TASK GOAL:
Update the lines below by replacing "Note to the class" with "Instructions for students" wherever it appears, keeping everything else unchanged. Leave the pictures out of your answer.
** START **
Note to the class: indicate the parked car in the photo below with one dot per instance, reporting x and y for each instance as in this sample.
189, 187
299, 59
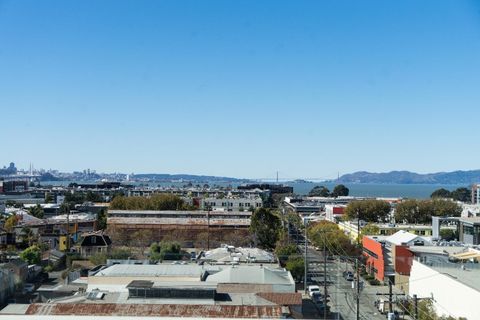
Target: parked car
28, 288
349, 276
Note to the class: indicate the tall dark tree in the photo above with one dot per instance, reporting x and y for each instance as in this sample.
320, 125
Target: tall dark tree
265, 227
36, 211
340, 191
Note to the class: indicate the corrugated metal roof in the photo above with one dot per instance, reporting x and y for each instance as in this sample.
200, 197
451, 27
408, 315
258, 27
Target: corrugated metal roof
179, 221
154, 270
169, 310
282, 299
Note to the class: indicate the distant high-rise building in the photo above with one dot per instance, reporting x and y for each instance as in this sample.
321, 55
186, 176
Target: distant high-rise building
476, 193
10, 170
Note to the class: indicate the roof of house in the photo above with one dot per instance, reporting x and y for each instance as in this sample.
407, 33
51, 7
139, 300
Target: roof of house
100, 239
282, 298
230, 253
251, 274
402, 237
165, 310
154, 270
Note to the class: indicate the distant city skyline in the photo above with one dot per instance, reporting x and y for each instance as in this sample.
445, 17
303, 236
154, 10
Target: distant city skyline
240, 89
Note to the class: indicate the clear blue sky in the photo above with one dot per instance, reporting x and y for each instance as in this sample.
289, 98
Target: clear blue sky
240, 88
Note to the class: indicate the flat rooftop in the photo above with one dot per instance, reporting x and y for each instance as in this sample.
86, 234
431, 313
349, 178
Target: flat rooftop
155, 270
469, 276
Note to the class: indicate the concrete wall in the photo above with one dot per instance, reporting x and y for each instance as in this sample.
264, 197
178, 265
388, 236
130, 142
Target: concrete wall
460, 300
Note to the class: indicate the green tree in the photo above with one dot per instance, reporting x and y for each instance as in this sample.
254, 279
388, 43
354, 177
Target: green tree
48, 197
294, 219
340, 191
155, 202
102, 219
31, 255
27, 236
368, 210
462, 194
329, 234
296, 266
445, 208
408, 211
421, 211
265, 226
319, 191
441, 193
36, 211
448, 234
370, 230
10, 223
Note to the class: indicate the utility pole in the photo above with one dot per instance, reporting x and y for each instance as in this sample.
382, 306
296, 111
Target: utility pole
357, 267
415, 304
306, 260
68, 227
208, 227
324, 277
390, 296
358, 288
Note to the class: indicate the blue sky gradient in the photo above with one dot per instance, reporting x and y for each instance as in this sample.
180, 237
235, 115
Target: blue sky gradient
240, 88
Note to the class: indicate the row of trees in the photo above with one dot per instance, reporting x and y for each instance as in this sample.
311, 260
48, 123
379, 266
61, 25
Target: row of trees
368, 210
321, 191
408, 211
421, 211
155, 202
459, 194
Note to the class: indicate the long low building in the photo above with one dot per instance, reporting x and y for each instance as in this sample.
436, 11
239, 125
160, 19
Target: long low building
182, 225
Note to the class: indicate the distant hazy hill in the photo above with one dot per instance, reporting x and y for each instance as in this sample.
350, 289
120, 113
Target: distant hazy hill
407, 177
185, 177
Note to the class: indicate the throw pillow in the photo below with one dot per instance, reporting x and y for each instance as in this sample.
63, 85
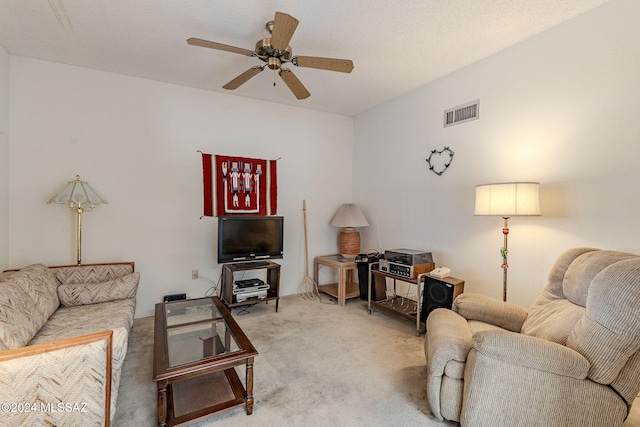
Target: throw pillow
72, 294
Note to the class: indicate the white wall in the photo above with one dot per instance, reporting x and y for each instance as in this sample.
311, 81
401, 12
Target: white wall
135, 141
4, 158
560, 108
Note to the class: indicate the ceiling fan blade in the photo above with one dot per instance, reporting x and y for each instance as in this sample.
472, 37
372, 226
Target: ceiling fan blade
294, 84
243, 78
331, 64
219, 46
283, 28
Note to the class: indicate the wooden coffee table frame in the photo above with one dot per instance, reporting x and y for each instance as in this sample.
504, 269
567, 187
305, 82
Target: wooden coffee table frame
212, 381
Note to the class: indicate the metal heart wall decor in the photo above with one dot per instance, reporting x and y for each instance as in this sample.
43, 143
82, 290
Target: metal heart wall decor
439, 160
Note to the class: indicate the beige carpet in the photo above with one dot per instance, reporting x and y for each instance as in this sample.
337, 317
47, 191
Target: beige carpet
319, 364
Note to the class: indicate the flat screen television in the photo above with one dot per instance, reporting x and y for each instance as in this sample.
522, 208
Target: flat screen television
249, 238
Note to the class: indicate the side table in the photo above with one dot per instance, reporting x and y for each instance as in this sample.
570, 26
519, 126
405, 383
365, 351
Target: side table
345, 288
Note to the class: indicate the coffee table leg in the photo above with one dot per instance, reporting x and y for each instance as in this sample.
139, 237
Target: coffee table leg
162, 406
249, 381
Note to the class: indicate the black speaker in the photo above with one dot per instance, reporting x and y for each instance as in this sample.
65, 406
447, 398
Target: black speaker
436, 294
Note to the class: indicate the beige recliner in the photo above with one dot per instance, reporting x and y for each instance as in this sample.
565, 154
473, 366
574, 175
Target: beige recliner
572, 359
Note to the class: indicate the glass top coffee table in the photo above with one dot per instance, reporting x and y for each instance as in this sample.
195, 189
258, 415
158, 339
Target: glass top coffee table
197, 345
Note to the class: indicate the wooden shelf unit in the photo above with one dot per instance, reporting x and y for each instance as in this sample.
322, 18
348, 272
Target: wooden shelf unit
406, 307
273, 280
** END **
FINISHED ANSWER:
Instructions for students: indicate the parked car in the photo below with one dot per instance, reporting x and y for each instance as in this sample.
189, 187
299, 59
Target: parked car
28, 288
349, 276
Instructions for students: indicate the tall dark tree in the photo above with one dot per instance, reporting x and y for each instance as in this sample.
320, 125
Target: tall dark tree
265, 227
36, 211
340, 191
Instructions for students: indicate the corrugated metal roof in the photo above with one dot per instance, reporting x and y for each instance as in this sample.
200, 197
451, 27
408, 315
258, 27
Target: corrugated metal roof
179, 221
154, 270
169, 310
282, 299
Instructions for students: indicate the distant high-rise building in the photo above with one dot per instance, reporting x and y for each instance as in this sample.
321, 55
186, 176
Target: distant high-rise building
476, 193
10, 170
Instructions for students: indicate the roof of house in the photo above with one dot per instance, reporting x and y for each instance as in this sample.
407, 33
51, 7
139, 300
Target: roof of house
100, 239
282, 298
230, 253
251, 274
402, 237
165, 310
154, 270
Instructions for students: indicate the distant city skyline in the photo above with one dot per instance, reporting x and y for each instance as in this sample.
445, 17
303, 236
154, 10
Target: distant city skyline
240, 89
Instructions for students: indicate the clear blue sky in the photo above with one dot per instance, reporting x and y for each instance as in this sample.
289, 98
Target: clear blue sky
240, 88
Instructions for students: indicate the flat rooftop in the photo above with one dot per instance, reporting x and y for each instance as in this sample.
86, 234
431, 313
349, 178
Target: flat rooftop
155, 270
469, 276
Instructions for students: indicate the concrete wall in the photo above with one dot per instance, reporting x and y for each instance as in this sample.
264, 197
178, 265
388, 236
130, 142
Target: concrete wall
460, 300
Instructions for students: indicate the green tree in the photo above with one dot per instance, reporting x and y for each instance as in this sample.
254, 279
388, 43
354, 177
Target: green tree
48, 197
294, 219
340, 191
155, 202
102, 219
31, 255
27, 236
368, 210
462, 194
329, 234
296, 266
445, 208
408, 211
421, 211
265, 226
319, 191
441, 193
36, 211
448, 234
370, 230
10, 223
Instructions for students: indicate the utility pole in the photo above with one dot per instance, reporting x and y for each instance as in this sample.
382, 306
296, 111
Target: utility pole
357, 267
415, 304
306, 260
68, 227
208, 227
324, 277
390, 296
358, 288
Instructions for students: indicate the blue sky gradient in the photo above with one dot per instance, reporting x and y for each instance as in this sample.
180, 237
235, 115
Target: blue sky gradient
240, 88
Instructions for students: indicate the row of trees in the photo above with one dot per instance, reporting x and y for each instance as in this sample.
311, 260
48, 123
379, 266
61, 25
Target: row of trees
368, 210
321, 191
408, 211
421, 211
155, 202
459, 194
Instructions for students: indicate the long low building in the photo above with one dot per instance, reporting x and y for each instance as in this sample.
436, 11
239, 125
160, 19
Target: long low building
182, 225
Instructions for students: indicate the distant hazy hill in the photo above with one dot per instance, reporting x and y for each instance as in this sample.
350, 289
120, 113
Target: distant hazy hill
407, 177
185, 177
Instructions for students: indicate the throw pillow in the photo below with one dot per instance, reporting x and y for each instance as in this sample.
63, 85
Target: throw pillow
72, 294
Instructions for students: indicate the white wall in the photo above with one dot per instance, reporting x and y for each instance as in this sample.
311, 81
401, 12
Target: white wall
135, 141
4, 158
560, 108
Instructions for students: indicate the ceiling fan blade in the photo above with one dot per instance, reporting x and y for each instance as in this sample.
472, 37
372, 226
Target: ceiling fan blade
294, 84
243, 78
331, 64
219, 46
283, 28
Instructions for students: indicate the wooden coffee table frame in the photo above with one dot per instance, reporting x and y for each instance as in this sample.
504, 269
567, 187
305, 82
Target: wooden coffee table frame
212, 381
Instructions for students: indicate the metal heart wall decor in the photo above with one dot per instance, reporting x and y for each instance as in this sample.
43, 143
82, 290
Target: metal heart wall decor
439, 160
Instructions for students: indicate the beige carpet in the photo above with one dot per instance, reporting x and y for each instance as in this sample.
337, 317
47, 191
Target: beige carpet
319, 364
Instructions for students: indicate the flat screen television in the photo above with one dot per instance, reporting x and y for each instance as in this sample.
522, 208
Target: flat screen television
249, 238
Instructions for students: indicate the side table in the photo above with one dot per instance, reporting x and y for each instance as in this sample.
570, 26
519, 126
405, 383
365, 351
Target: side table
345, 288
Instructions for students: indicate the coffee table leg in the photo above with one dot per instance, reporting x and y for each instance as in this sample.
139, 237
Target: coffee table leg
162, 406
249, 381
Instructions for students: indicate the black speaker in the photo above with one dot per instance, reporting x and y for each instance as in this sample.
65, 406
447, 398
Target: black speaker
436, 294
Instructions for students: indicate the beige recliner in the photo above with one dot per instance, reporting x and y for each instance as in this sample.
565, 154
473, 366
574, 175
Target: beige recliner
572, 359
Instructions for students: indicate the glass top coffee table in the photo above with one dot per instance, reporting x and y for each instance as in this sample.
195, 189
258, 415
158, 339
Target: glass top coffee table
197, 345
Instructions for students: indicate the wooden shelf unit in the photo above with one dot per instance, reporting x and y for each instance as in this sample.
322, 18
348, 272
Target: wooden shelf unit
406, 307
273, 280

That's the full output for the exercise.